### PROBLEM
Could you reproduce, word for word, the part of the secure-element provisioning passage between "[0020] One of" and "(e.g., the Internet).", inclusive?

### DOCUMENT PASSAGE
- - -

When it is verified that the application has not been provisioned,
the operations further comprise sending to a server via the network
interface an identifier identifying the application together with
device information of a secure element, establishing a secured
channel between the secure element and the server using a key set
installed on the secure element, wherein the server is configured
to prepare data necessary for the application to function as
designed on the mobile device, receiving the data from the server
to associate the application with the secure element, and sending
out an acknowledgement to a provider of the application about a
status of the application that is now active with the secure
element. The processor is further configured to determine if the
secure element has been personalized before performing a
provisioning process of the application. If the secure element has
not been personalized, the mobile device is caused to personalize
the secure element with a designed server.
[0020] One of the objects, features, and advantages of the present
invention is to enable a mobile device that can be used to perform
a secured transaction with a party (e.g., at a point of sale, with
a commercial server or accessing remotely) over an unsecured
network (e.g., the Internet).

- - -

### DATASET EXTRACT
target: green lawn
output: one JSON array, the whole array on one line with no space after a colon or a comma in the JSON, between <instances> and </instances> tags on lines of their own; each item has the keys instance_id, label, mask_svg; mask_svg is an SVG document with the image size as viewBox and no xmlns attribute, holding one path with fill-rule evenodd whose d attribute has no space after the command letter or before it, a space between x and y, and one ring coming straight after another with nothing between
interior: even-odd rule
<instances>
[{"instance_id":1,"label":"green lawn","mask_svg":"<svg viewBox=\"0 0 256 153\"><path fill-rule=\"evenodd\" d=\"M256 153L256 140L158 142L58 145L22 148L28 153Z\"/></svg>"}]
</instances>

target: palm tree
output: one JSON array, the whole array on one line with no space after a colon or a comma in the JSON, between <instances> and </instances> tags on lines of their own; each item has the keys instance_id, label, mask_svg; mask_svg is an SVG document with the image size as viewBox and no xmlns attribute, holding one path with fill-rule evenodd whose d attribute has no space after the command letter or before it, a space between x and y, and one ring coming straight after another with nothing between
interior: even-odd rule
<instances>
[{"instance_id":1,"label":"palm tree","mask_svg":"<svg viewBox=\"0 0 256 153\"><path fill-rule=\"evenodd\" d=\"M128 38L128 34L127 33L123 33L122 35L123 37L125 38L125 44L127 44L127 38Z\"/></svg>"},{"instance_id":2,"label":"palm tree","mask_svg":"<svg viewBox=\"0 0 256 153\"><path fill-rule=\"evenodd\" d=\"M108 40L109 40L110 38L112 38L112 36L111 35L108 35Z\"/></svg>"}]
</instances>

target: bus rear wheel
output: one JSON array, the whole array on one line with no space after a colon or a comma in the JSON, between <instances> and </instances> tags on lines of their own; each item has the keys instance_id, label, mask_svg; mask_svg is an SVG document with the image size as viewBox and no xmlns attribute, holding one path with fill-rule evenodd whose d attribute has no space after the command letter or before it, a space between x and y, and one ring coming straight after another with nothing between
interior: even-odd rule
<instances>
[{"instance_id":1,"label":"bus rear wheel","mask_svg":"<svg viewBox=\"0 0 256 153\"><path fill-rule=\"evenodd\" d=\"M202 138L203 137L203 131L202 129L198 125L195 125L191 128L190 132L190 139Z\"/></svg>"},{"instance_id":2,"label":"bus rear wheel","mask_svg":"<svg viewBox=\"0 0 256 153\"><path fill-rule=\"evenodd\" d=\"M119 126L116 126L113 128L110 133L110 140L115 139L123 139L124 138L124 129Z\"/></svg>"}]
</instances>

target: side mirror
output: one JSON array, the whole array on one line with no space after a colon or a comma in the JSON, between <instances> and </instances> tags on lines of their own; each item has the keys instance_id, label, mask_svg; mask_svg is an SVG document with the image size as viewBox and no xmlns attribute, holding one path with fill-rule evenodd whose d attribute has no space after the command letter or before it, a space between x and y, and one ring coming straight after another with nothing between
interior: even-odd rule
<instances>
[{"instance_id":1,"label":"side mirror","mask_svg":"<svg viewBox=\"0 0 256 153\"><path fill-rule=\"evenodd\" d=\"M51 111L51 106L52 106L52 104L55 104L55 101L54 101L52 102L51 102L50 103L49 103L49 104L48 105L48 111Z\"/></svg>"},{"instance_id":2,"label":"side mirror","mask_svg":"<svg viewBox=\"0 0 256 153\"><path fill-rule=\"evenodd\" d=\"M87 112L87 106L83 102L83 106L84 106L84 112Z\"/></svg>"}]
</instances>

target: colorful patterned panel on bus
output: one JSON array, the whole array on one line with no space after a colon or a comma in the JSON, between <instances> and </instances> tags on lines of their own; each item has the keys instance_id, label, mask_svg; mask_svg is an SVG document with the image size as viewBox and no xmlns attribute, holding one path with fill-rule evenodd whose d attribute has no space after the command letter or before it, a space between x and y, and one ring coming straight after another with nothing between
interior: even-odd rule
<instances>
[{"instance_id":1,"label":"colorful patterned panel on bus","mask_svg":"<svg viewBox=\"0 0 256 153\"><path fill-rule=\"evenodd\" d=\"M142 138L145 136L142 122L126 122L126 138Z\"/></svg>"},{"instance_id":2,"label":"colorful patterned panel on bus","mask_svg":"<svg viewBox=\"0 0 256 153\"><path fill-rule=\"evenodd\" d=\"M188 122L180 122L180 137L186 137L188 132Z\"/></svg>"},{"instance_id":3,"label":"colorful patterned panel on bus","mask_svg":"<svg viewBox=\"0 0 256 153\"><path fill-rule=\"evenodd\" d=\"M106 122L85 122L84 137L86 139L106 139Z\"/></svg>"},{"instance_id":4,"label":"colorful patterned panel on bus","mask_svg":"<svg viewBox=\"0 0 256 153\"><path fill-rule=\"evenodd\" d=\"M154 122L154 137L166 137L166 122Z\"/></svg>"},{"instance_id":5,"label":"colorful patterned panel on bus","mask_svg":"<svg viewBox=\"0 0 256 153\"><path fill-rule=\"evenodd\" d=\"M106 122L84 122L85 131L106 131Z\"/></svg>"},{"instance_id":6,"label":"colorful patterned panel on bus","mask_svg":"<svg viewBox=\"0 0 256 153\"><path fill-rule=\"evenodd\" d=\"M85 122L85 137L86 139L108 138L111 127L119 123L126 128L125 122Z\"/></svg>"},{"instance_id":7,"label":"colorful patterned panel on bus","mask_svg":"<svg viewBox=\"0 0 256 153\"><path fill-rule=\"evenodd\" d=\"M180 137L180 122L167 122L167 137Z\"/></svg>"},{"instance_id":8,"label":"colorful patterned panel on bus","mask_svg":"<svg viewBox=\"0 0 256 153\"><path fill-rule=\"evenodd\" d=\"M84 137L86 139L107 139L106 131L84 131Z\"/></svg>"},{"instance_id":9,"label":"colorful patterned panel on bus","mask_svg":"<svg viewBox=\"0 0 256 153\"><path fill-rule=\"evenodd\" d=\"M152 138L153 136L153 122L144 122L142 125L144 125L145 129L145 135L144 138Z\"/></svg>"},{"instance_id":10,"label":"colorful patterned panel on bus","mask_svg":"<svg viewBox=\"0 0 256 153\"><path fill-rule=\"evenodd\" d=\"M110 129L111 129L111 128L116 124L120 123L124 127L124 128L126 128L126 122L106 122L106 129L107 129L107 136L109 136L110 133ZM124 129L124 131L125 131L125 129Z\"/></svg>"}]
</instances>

- - -

### ANSWER TO THE PROBLEM
[0020] One of the objects, features, and advantages of the present
invention is to enable a mobile device that can be used to perform
a secured transaction with a party (e.g., at a point of sale, with
a commercial server or accessing remotely) over an unsecured
network (e.g., the Internet).